[Point placement records]
▬▬▬▬▬▬
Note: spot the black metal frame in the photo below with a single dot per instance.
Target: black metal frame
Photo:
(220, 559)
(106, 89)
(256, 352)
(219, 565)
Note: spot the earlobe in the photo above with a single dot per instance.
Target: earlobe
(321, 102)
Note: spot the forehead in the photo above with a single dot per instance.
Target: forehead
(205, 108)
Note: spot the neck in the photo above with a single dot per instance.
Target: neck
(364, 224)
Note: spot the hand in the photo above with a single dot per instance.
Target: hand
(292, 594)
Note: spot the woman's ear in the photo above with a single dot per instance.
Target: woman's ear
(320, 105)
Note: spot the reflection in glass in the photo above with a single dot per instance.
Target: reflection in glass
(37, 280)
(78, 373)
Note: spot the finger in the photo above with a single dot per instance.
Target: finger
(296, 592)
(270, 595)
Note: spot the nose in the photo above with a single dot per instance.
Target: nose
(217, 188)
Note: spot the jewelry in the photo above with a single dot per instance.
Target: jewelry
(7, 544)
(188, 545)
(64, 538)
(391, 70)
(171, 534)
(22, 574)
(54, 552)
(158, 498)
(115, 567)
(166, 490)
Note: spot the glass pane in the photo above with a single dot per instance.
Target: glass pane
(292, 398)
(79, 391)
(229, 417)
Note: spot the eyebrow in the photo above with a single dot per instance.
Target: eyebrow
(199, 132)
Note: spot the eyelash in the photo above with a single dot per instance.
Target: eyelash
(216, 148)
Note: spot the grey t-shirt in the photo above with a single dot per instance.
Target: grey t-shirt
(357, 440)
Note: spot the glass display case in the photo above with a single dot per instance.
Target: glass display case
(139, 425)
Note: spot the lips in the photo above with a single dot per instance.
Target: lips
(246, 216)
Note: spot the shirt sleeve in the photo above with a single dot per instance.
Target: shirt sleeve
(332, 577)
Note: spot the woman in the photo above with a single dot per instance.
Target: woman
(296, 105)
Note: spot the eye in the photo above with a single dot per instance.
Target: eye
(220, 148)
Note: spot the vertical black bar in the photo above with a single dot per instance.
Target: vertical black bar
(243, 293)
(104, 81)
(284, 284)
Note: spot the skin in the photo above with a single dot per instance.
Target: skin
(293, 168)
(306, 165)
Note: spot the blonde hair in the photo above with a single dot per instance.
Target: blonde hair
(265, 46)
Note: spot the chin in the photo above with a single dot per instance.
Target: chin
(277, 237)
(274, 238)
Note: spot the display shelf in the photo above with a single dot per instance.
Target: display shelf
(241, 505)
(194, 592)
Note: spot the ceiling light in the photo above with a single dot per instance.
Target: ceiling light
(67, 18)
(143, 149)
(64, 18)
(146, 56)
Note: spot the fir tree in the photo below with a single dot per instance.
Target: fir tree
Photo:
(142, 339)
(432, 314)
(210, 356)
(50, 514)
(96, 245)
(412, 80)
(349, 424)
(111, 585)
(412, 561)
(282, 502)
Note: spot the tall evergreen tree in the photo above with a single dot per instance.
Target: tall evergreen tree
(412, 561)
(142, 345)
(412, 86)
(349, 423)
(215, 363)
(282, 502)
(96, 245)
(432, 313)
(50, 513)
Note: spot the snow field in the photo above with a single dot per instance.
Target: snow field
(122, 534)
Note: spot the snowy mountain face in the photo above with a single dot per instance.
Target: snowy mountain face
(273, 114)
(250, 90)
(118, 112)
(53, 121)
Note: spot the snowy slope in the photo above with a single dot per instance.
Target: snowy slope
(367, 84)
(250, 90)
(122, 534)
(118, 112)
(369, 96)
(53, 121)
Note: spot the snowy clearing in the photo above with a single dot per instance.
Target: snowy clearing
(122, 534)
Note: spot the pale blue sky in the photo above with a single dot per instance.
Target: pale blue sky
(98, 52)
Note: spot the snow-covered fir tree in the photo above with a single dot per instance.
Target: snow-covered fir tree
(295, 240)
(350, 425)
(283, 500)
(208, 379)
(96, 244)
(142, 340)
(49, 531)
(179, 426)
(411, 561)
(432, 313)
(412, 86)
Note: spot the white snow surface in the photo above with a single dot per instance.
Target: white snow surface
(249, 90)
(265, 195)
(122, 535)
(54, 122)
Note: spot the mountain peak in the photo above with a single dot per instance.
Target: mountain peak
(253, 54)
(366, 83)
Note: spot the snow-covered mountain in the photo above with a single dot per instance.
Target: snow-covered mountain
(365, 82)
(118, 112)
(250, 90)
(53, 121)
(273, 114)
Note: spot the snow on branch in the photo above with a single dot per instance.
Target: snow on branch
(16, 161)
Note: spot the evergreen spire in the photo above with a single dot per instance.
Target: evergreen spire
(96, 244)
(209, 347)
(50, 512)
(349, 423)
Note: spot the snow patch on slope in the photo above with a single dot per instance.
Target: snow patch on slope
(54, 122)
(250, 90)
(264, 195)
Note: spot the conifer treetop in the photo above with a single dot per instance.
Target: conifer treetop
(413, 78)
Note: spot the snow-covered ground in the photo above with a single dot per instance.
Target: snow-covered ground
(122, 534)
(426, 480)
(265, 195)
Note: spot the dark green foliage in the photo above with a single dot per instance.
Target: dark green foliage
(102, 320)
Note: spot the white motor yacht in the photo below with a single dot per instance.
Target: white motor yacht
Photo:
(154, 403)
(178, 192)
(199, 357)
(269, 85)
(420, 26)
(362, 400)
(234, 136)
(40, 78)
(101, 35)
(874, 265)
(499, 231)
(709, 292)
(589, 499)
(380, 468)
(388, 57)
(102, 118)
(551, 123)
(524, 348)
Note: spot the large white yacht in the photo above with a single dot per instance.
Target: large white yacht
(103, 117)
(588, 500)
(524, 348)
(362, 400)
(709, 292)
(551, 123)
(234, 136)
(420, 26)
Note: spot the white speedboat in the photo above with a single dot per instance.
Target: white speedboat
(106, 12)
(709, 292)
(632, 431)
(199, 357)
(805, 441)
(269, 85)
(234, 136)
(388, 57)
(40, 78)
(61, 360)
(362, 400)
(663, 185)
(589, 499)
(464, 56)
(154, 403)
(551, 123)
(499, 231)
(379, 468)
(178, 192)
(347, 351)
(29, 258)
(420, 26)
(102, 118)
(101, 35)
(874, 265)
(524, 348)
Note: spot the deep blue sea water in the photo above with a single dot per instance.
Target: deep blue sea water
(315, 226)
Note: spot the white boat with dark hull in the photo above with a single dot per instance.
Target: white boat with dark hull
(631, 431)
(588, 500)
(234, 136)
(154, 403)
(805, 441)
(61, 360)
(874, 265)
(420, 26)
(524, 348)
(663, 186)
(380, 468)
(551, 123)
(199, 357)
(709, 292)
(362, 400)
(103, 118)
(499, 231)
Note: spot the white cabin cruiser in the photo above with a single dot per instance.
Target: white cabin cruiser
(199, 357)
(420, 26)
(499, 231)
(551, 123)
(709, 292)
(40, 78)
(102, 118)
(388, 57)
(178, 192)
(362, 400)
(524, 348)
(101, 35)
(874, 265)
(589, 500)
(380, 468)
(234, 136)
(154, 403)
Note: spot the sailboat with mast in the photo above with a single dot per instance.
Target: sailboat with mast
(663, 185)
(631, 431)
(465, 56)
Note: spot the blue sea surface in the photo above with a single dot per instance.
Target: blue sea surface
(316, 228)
▬▬▬▬▬▬
■ Aim of the task
Starting with the line that contains "Note: spot the deep", repeat each line through the last one exactly as it appears. Include both ends and nothing more.

■ Complete response
Note: spot the deep blue sea water in the photo above with a single dot per instance.
Target: deep blue sea water
(315, 226)
Note: spot the white boat with dark hull in the photo above with a single dot per instance.
Target: white boat with dark hull
(631, 431)
(588, 500)
(234, 136)
(154, 403)
(805, 441)
(61, 360)
(874, 265)
(420, 26)
(524, 348)
(663, 186)
(380, 468)
(551, 123)
(199, 357)
(709, 292)
(362, 400)
(103, 118)
(499, 231)
Note: spot the white cabin cruiser in the photo above with a single dot per instance.
Target: white cabin cruiser
(199, 357)
(420, 26)
(499, 231)
(551, 123)
(709, 292)
(40, 78)
(102, 118)
(388, 57)
(178, 192)
(362, 400)
(524, 348)
(101, 35)
(874, 265)
(589, 500)
(380, 468)
(234, 136)
(154, 403)
Note: spot the sailboat with mast in the photo above with a single dot per instance.
Target: sailboat with mast
(663, 185)
(631, 431)
(465, 56)
Note: spot the blue sea surface in the photo above with a single dot per instance.
Target: blue sea surface
(316, 228)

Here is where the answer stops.